> **Work instructions**: Without changing anything, set down every line shown below.

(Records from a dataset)
***
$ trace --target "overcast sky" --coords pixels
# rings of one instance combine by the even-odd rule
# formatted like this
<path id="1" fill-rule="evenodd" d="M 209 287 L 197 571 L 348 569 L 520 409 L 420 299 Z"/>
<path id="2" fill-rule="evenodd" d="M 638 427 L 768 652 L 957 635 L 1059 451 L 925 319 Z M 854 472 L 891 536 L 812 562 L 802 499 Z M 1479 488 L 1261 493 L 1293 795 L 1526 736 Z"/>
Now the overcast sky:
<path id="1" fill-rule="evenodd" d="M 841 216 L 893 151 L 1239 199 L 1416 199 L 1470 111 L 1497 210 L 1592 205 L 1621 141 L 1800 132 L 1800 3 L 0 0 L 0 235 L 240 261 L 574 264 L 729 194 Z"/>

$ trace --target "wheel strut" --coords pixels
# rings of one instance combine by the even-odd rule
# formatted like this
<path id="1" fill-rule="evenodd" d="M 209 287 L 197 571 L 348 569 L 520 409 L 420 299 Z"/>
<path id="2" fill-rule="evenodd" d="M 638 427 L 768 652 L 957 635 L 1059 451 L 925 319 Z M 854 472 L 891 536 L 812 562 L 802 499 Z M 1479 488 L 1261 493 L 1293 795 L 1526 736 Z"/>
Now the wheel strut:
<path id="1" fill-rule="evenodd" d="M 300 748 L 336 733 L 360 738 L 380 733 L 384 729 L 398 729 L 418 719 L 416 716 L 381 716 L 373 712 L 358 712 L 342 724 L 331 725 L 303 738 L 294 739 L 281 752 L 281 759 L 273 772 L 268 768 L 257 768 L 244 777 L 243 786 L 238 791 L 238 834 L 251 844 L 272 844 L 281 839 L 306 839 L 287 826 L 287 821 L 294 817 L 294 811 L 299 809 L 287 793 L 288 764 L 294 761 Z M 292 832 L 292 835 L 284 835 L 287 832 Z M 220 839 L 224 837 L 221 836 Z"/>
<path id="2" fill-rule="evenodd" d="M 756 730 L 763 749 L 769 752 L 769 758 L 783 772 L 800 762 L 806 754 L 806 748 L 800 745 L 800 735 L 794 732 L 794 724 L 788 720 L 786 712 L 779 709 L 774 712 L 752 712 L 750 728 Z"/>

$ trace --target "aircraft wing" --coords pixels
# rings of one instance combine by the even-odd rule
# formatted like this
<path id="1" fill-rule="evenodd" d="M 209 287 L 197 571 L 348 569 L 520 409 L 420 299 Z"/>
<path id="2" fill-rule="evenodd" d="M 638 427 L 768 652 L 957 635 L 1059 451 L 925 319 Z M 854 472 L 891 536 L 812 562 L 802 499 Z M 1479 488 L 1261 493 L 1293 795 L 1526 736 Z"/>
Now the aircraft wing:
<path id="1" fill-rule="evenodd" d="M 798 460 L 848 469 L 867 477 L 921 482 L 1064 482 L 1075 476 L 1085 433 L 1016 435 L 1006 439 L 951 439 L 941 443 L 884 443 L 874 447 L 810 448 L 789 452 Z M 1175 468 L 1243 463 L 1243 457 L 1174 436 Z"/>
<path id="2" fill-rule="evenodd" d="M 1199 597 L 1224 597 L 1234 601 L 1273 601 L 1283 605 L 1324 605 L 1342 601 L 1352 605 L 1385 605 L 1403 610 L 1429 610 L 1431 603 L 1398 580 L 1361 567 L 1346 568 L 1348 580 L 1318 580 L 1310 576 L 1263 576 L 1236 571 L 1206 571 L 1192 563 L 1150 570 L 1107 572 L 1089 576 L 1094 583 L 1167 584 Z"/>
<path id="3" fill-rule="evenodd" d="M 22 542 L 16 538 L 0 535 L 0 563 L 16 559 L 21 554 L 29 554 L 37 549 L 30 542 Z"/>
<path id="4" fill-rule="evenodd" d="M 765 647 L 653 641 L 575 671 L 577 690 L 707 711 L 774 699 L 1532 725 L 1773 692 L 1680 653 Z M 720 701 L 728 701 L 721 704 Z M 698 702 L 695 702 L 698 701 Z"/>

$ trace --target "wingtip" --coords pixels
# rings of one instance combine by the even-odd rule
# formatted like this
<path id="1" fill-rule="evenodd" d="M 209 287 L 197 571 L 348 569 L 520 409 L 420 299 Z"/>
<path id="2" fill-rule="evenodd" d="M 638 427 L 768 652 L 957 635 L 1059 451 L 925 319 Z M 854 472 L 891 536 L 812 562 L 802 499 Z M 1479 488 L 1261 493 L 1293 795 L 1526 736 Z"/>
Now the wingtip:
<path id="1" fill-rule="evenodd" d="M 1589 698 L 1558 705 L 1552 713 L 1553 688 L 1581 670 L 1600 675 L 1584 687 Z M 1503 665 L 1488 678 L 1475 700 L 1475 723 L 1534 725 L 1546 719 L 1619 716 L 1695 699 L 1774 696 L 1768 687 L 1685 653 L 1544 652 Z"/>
***
> **Reply**:
$ trace --target "overcast sky" --coords pixels
# rings of one instance combine by the even-odd rule
# formatted like this
<path id="1" fill-rule="evenodd" d="M 209 287 L 197 571 L 348 569 L 520 409 L 420 299 Z"/>
<path id="2" fill-rule="evenodd" d="M 638 427 L 768 652 L 957 635 L 1059 451 L 925 319 Z M 854 472 L 891 536 L 812 562 L 802 499 Z M 1479 488 L 1261 493 L 1293 795 L 1526 736 Z"/>
Now the overcast sky:
<path id="1" fill-rule="evenodd" d="M 841 216 L 893 151 L 1239 199 L 1416 199 L 1470 111 L 1497 210 L 1592 205 L 1621 141 L 1800 132 L 1800 3 L 0 0 L 0 235 L 240 261 L 574 264 L 729 194 Z"/>

$ trace --target "wheel strut" --coords pixels
# rings of one instance combine by the even-odd rule
# formatted like this
<path id="1" fill-rule="evenodd" d="M 209 287 L 197 571 L 348 569 L 520 409 L 420 299 Z"/>
<path id="2" fill-rule="evenodd" d="M 638 427 L 768 652 L 957 635 L 1059 451 L 925 319 Z M 854 472 L 891 536 L 812 562 L 802 499 Z M 1479 488 L 1261 493 L 1293 795 L 1526 736 Z"/>
Now the wheel strut:
<path id="1" fill-rule="evenodd" d="M 300 748 L 336 733 L 360 738 L 380 733 L 384 729 L 398 729 L 418 719 L 416 716 L 381 716 L 373 712 L 358 712 L 342 724 L 331 725 L 303 738 L 294 739 L 281 752 L 281 759 L 273 772 L 268 768 L 257 768 L 244 777 L 243 786 L 238 791 L 238 834 L 251 844 L 272 844 L 281 839 L 306 839 L 287 826 L 287 821 L 294 817 L 294 811 L 299 809 L 287 793 L 288 764 L 294 761 Z M 292 832 L 292 835 L 284 835 L 287 832 Z M 220 839 L 224 837 L 221 836 Z"/>
<path id="2" fill-rule="evenodd" d="M 756 730 L 763 749 L 769 752 L 769 758 L 783 772 L 800 762 L 806 754 L 806 748 L 800 745 L 800 735 L 794 732 L 794 724 L 788 720 L 786 712 L 779 709 L 774 712 L 752 712 L 750 728 Z"/>

$ trace --target "aircraft wing" --coords pixels
# rings of one instance combine by the even-odd rule
# formatted like this
<path id="1" fill-rule="evenodd" d="M 209 287 L 197 571 L 348 569 L 520 409 L 420 299 Z"/>
<path id="2" fill-rule="evenodd" d="M 638 427 L 768 652 L 957 635 L 1059 451 L 925 319 Z M 854 472 L 891 536 L 812 562 L 802 499 Z M 1479 488 L 1261 493 L 1293 795 L 1526 736 Z"/>
Now the aircraft wing:
<path id="1" fill-rule="evenodd" d="M 798 460 L 848 469 L 867 477 L 921 482 L 1064 482 L 1075 476 L 1085 433 L 1016 435 L 1006 439 L 951 439 L 941 443 L 884 443 L 874 447 L 810 448 L 789 452 Z M 1175 468 L 1243 463 L 1243 457 L 1174 436 Z"/>
<path id="2" fill-rule="evenodd" d="M 1199 597 L 1224 597 L 1234 601 L 1273 601 L 1283 605 L 1324 605 L 1342 601 L 1352 605 L 1385 605 L 1403 610 L 1429 610 L 1431 603 L 1398 580 L 1361 567 L 1346 568 L 1348 580 L 1318 580 L 1310 576 L 1263 576 L 1236 571 L 1206 571 L 1192 563 L 1150 570 L 1107 572 L 1089 576 L 1094 583 L 1167 584 Z"/>
<path id="3" fill-rule="evenodd" d="M 22 542 L 16 538 L 0 535 L 0 563 L 16 559 L 21 554 L 29 554 L 37 549 L 30 542 Z"/>
<path id="4" fill-rule="evenodd" d="M 765 647 L 653 641 L 575 671 L 577 690 L 707 711 L 774 699 L 1532 725 L 1773 692 L 1680 653 Z M 720 701 L 728 701 L 721 704 Z M 698 702 L 695 702 L 698 701 Z"/>

$ trace --target "wingtip" --coords pixels
# rings of one instance combine by the even-odd rule
# formatted like this
<path id="1" fill-rule="evenodd" d="M 209 287 L 197 571 L 348 569 L 520 409 L 420 299 Z"/>
<path id="2" fill-rule="evenodd" d="M 638 427 L 768 652 L 957 635 L 1059 451 L 925 319 Z M 854 472 L 891 536 L 812 562 L 802 499 Z M 1479 488 L 1261 493 L 1293 795 L 1526 736 Z"/>
Now the wingtip:
<path id="1" fill-rule="evenodd" d="M 1589 698 L 1558 705 L 1552 713 L 1553 688 L 1581 670 L 1600 675 L 1584 687 Z M 1503 665 L 1488 678 L 1475 700 L 1475 723 L 1534 725 L 1546 719 L 1619 716 L 1695 699 L 1774 696 L 1768 687 L 1685 653 L 1544 652 Z"/>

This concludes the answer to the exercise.